[DIRECTIONS FOR THIS TASK]
Keep only the lines of the material below that contain the word "hair". Copy those lines.

[MATERIAL PROVIDED]

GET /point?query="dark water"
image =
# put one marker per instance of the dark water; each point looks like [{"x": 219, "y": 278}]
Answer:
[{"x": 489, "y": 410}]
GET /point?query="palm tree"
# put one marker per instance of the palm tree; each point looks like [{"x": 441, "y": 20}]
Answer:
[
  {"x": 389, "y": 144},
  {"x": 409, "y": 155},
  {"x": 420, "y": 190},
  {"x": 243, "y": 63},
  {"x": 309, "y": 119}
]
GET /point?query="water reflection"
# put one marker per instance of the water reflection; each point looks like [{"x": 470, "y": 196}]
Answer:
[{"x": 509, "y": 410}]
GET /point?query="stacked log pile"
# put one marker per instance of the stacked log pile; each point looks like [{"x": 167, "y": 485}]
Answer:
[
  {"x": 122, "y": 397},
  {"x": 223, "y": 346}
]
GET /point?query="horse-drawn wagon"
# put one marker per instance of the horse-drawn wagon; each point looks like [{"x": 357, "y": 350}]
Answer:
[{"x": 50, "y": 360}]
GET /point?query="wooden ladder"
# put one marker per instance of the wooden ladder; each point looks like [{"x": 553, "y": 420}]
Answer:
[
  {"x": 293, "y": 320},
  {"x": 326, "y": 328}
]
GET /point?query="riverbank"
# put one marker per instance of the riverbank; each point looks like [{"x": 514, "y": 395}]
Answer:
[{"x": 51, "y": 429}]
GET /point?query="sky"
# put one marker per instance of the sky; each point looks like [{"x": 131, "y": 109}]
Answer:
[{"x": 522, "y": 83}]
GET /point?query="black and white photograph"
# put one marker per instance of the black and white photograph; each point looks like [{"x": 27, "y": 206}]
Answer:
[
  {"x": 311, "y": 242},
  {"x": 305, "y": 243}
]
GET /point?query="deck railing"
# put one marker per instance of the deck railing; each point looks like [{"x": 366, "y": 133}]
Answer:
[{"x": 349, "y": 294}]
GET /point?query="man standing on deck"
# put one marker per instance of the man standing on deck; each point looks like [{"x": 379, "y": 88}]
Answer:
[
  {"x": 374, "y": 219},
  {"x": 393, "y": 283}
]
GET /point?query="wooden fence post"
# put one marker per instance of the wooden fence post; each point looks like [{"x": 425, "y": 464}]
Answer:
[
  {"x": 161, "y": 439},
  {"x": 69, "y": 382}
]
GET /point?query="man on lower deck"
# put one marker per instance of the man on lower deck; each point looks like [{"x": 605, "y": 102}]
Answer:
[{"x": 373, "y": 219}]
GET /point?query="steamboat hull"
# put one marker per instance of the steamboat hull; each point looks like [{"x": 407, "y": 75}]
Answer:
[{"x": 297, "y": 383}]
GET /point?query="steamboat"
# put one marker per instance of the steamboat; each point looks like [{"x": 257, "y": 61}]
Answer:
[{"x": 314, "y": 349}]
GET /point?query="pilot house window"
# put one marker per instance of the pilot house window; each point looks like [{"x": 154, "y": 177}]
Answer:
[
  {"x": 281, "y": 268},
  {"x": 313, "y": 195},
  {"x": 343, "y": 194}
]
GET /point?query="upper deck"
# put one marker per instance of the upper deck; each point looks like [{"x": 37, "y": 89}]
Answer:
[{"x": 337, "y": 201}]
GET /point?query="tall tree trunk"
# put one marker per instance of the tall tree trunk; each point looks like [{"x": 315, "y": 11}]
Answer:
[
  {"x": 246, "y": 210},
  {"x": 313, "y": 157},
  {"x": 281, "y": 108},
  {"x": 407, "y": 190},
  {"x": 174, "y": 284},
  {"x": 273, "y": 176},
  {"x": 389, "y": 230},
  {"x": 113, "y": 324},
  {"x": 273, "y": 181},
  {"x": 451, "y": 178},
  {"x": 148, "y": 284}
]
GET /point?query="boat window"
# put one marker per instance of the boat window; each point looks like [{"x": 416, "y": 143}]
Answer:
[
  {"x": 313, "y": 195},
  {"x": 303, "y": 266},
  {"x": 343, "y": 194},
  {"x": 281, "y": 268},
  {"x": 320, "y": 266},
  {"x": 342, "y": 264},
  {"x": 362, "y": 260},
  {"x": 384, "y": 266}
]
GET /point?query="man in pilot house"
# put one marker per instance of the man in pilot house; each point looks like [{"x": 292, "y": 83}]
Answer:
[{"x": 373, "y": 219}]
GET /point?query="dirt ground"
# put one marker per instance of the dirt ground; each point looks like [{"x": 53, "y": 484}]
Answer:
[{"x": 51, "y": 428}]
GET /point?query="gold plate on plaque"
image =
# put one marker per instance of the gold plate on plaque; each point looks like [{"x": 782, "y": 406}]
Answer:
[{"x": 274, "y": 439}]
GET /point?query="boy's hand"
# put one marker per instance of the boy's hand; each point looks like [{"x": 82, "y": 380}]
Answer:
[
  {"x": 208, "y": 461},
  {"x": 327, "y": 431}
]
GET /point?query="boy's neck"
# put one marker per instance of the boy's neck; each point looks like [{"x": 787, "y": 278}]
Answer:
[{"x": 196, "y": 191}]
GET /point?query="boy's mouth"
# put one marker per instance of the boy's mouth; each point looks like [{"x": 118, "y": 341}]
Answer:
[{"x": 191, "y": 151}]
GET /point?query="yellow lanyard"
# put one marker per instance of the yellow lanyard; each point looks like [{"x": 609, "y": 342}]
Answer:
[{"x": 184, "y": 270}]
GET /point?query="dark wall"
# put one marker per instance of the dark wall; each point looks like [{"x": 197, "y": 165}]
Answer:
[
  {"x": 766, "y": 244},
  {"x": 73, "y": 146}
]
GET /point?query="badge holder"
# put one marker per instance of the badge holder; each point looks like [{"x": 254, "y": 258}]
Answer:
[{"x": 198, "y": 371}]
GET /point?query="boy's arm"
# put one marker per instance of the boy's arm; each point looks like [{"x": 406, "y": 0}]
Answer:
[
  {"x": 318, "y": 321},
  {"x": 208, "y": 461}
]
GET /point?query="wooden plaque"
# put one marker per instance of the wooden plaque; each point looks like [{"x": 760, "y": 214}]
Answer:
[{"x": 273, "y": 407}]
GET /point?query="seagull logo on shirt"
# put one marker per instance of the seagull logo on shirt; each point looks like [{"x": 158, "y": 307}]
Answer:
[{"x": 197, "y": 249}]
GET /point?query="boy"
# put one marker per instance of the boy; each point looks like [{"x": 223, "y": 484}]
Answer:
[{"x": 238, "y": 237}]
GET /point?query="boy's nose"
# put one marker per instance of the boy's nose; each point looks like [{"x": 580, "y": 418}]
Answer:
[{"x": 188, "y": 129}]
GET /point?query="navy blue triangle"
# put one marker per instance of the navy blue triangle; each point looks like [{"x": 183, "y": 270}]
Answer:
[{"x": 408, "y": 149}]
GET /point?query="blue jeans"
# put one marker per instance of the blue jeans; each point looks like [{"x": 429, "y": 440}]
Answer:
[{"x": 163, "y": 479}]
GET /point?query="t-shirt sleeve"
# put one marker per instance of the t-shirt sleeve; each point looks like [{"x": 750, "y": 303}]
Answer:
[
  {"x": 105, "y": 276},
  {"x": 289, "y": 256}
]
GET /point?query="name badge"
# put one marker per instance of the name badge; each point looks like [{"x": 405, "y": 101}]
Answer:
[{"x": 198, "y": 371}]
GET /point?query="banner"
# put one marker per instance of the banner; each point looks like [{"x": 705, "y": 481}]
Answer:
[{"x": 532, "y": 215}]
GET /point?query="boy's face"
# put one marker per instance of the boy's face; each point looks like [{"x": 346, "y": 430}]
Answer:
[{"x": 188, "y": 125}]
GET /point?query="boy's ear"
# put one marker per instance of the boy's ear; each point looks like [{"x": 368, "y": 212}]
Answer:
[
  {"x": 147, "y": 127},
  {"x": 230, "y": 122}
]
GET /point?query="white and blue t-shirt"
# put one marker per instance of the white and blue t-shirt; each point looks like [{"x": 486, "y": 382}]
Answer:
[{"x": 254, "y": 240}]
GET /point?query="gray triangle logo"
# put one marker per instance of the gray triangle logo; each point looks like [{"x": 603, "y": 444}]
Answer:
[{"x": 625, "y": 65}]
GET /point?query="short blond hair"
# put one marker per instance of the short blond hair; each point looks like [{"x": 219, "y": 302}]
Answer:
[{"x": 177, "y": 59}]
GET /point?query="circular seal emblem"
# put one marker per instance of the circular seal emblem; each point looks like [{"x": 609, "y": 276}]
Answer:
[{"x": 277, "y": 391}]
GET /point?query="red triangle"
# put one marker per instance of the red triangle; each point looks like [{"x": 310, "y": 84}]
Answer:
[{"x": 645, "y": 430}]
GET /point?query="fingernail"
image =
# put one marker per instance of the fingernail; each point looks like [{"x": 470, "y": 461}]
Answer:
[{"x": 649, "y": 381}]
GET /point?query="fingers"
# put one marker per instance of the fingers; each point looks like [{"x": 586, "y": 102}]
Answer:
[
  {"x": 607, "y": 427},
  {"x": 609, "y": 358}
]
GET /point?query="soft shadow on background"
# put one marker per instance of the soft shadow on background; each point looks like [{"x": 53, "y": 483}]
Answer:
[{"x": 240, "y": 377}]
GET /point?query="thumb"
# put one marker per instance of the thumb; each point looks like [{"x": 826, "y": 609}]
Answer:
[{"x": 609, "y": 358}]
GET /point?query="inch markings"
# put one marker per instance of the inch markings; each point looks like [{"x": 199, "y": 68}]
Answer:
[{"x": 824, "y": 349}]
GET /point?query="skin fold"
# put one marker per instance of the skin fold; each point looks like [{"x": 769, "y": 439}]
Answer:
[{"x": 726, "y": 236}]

[FINISHED EXERCISE]
GET /point?query="short blond hair"
# put one marker per instance of the short blond hair; each point looks like [{"x": 219, "y": 302}]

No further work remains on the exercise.